**THINGS TO DO**
1/ According to the Octagon article, on what date was the album released?
2/ Transcribe everything in the records from the line containing "One dot marks each instance of the tree." down to the line containing "[(75, 149), (159, 138)]", including both of those lines.

**EXCERPT PROVIDED**

::::::::::

Octagon is the second studio album by Dilate, released on June 24, 1997 by Hypnotic Records. The album was re-released in 2000 by Hypnotic as the first disc of the New Age...Spiritual Healing box set.

Music
Tracks from Octagon were promoted by Cleopatra Records and released on several various artists compilations. The composition "Shapeshifter" appeared on the compilations Area 51: The Roswell Incident released in 1997 by Purple Pyramid Records and again in 1999 on Ultimate Space Rock by Cleopatra. The album's lead track "Octagon" appeared on 1999 compilation In to the Mix III by Hypnotic Records.

Reception

Jim Brenholts of AllMusic gave Octagon a positive review, calling the album "almost two and a half hours of ambient bliss" and "deep sonic environmental minimalism." Brenholts concluded by saying "there are no flaws or gaps in this set; Wulf has covered it all" and recommended the music to listeners of John Foxx, Brannan Lane, Zero Ohms and Jeff Pearce.

::::::::::

Dataset records on object locations:
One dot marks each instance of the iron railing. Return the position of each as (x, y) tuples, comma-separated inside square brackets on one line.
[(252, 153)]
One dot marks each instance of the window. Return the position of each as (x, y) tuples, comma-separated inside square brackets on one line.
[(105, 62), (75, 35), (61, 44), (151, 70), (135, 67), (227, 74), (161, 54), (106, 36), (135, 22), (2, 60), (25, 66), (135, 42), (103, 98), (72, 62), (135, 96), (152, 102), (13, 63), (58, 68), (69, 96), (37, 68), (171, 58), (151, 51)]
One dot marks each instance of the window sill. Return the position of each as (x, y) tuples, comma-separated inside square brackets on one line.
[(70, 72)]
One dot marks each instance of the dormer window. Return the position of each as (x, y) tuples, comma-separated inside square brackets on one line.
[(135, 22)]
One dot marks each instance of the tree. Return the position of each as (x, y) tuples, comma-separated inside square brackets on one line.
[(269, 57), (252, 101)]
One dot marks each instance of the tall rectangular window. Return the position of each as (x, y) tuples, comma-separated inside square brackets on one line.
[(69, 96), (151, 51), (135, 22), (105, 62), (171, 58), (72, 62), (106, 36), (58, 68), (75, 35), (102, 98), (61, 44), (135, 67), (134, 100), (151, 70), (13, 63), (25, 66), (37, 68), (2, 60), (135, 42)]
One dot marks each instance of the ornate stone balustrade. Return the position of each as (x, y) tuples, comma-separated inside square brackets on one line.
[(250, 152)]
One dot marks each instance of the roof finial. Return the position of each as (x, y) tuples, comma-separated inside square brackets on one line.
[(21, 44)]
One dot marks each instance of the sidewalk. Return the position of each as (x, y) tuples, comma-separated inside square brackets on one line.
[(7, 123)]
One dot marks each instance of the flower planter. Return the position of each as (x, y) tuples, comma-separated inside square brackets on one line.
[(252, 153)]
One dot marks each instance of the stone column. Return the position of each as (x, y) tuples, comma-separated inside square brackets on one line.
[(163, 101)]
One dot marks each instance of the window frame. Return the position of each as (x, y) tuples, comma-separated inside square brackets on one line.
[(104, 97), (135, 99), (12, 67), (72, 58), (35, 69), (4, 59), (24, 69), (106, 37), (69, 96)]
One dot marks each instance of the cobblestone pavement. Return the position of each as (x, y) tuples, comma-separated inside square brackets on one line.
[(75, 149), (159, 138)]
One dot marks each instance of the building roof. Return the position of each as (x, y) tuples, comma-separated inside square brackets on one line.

::::::::::

**RESULTS FOR EACH TASK**
1/ June 24, 1997

2/
One dot marks each instance of the tree. Return the position of each as (x, y) tuples, comma-separated inside square brackets on one line.
[(269, 57), (252, 101)]
One dot marks each instance of the tall rectangular window. Return the position of each as (x, y) tuples, comma-separated inside square brackets on one line.
[(69, 96), (151, 51), (135, 22), (105, 62), (171, 58), (72, 62), (106, 36), (58, 68), (75, 35), (102, 98), (61, 44), (135, 67), (134, 100), (151, 70), (13, 63), (25, 66), (37, 68), (2, 60), (135, 42)]
One dot marks each instance of the ornate stone balustrade. Return the position of each as (x, y) tuples, comma-separated inside square brackets on one line.
[(250, 152)]
One dot marks each instance of the roof finial. Return the position of each as (x, y) tuples, comma-separated inside square brackets on one line.
[(21, 44)]
One dot marks each instance of the sidewalk. Return the position of each as (x, y) tuples, comma-separated inside square brackets on one line.
[(7, 123)]
One dot marks each instance of the flower planter. Return the position of each as (x, y) tuples, comma-separated inside square brackets on one line.
[(252, 153)]
One dot marks each instance of the stone column. Return the position of each as (x, y) tuples, comma-separated inside square brackets on one line.
[(163, 101)]
One dot marks each instance of the window frame. Return the position of each as (x, y) tuples, comma-separated inside square brackets on one line.
[(104, 97), (135, 99), (12, 67), (72, 58), (35, 69), (4, 59), (24, 69), (106, 37), (69, 96)]
One dot marks each instance of the cobblestone pavement. Return the position of each as (x, y) tuples, comma-separated inside square brackets on one line.
[(75, 149), (159, 138)]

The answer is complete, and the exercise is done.